A verbatim copy of the entries is the required answer.

▬▬▬▬▬▬▬▬▬▬

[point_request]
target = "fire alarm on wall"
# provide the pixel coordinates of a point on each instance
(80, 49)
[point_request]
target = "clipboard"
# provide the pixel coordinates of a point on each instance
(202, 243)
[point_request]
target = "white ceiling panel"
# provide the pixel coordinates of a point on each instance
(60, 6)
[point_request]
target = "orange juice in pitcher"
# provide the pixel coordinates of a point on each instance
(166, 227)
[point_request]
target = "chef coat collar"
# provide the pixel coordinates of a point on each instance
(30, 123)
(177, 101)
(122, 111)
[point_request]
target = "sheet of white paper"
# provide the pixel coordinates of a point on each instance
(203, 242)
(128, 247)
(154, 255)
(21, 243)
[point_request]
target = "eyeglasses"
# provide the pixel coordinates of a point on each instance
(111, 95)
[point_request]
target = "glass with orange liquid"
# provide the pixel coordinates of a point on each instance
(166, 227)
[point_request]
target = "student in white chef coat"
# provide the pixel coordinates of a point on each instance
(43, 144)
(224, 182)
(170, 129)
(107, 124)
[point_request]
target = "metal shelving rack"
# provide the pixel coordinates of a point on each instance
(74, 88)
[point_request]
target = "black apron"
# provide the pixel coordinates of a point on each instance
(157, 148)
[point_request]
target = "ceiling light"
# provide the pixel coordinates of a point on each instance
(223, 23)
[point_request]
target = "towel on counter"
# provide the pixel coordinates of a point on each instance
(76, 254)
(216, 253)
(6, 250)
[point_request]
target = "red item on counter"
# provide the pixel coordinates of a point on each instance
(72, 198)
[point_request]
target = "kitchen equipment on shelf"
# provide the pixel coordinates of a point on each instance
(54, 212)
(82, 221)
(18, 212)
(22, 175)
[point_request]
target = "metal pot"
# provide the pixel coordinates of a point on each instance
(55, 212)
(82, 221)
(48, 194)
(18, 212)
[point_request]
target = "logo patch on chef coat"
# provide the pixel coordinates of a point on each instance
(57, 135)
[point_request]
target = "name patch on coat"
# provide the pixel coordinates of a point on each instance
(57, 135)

▬▬▬▬▬▬▬▬▬▬

Task answer:
[point_request]
target = "fire alarm on wall"
# provide the pixel coordinates of a point on each instance
(80, 49)
[point_request]
target = "clipboard"
# provide the pixel coordinates of a point on each instance
(202, 243)
[point_request]
target = "white ceiling panel"
# provide the pixel coordinates of a point on each instance
(60, 6)
[point_request]
target = "orange juice in pitcher"
# provide the pixel coordinates of a point on each instance
(166, 227)
[point_request]
target = "chef coat collar"
# provide the pixel coordinates of a point on each instance
(30, 123)
(177, 101)
(122, 111)
[point_request]
target = "sheet of white paper"
# provide the pixel coordinates of a point on each instance
(203, 242)
(128, 247)
(154, 255)
(21, 243)
[point_request]
target = "eyeglasses"
# provide the pixel coordinates of a point on each instance
(111, 95)
[point_request]
target = "glass with orange liquid"
# provide the pixel coordinates of a point on each instance
(166, 227)
[point_request]
target = "student in white chef coat"
# provide the pixel coordinates of a point on each instance
(43, 144)
(224, 182)
(170, 129)
(107, 124)
[point_request]
target = "metal shelving rack"
# provide the pixel coordinates of a point on each instance
(74, 88)
[point_request]
target = "black apron"
# provide the pixel coordinates of a point on each instance
(157, 148)
[point_request]
target = "ceiling light"
# provide the pixel coordinates of a point on each instance
(223, 23)
[point_request]
target = "towel on counter"
# provide the pixel coordinates of a point on each instance
(76, 254)
(216, 253)
(6, 250)
[point_request]
target = "red item on counter"
# provide the pixel coordinates of a point on each instance
(72, 198)
[point_request]
target = "kitchen equipment on shelf"
# provide the pixel coordinates of a point on each instance
(54, 212)
(82, 221)
(18, 212)
(22, 175)
[point_request]
target = "metal pot"
# provide the pixel coordinates of a point on each instance
(55, 212)
(82, 221)
(48, 194)
(18, 212)
[point_request]
target = "logo patch on chef coat"
# provide the pixel coordinates of a point on each instance
(57, 135)
[point_request]
target = "name patch on coat"
# provide the pixel coordinates of a point on each instance
(57, 135)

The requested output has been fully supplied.